*WHAT YOU WILL DO*. Each line of the data that mentions the string "water" needs to be identified and copied.

*RECORD EXCERPTS*.
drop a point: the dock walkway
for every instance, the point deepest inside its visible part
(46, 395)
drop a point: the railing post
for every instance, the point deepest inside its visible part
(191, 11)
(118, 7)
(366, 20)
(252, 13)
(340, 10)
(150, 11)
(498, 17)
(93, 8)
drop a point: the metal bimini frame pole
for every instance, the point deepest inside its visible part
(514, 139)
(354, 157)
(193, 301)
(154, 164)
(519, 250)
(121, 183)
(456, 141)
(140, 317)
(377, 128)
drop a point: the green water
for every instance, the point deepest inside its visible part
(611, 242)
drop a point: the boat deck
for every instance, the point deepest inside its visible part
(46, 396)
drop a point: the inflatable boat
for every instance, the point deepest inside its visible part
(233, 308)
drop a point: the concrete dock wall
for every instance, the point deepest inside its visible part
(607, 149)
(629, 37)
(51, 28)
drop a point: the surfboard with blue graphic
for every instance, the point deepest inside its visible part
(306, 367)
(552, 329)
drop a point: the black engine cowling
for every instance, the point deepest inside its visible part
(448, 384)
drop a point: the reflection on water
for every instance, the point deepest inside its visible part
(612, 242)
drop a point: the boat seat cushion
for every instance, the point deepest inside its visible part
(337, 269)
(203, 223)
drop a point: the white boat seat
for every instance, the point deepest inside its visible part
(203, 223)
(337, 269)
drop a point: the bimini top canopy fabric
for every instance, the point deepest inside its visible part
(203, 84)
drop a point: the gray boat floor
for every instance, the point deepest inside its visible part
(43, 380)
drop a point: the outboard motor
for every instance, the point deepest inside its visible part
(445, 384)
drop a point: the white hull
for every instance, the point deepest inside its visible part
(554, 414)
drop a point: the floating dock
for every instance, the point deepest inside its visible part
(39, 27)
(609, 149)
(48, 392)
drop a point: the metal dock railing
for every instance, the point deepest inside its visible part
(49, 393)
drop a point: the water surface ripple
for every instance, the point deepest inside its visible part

*EXERCISE RESPONSE*.
drop a point: the green water
drop a point: the reflection on water
drop a point: the water surface ripple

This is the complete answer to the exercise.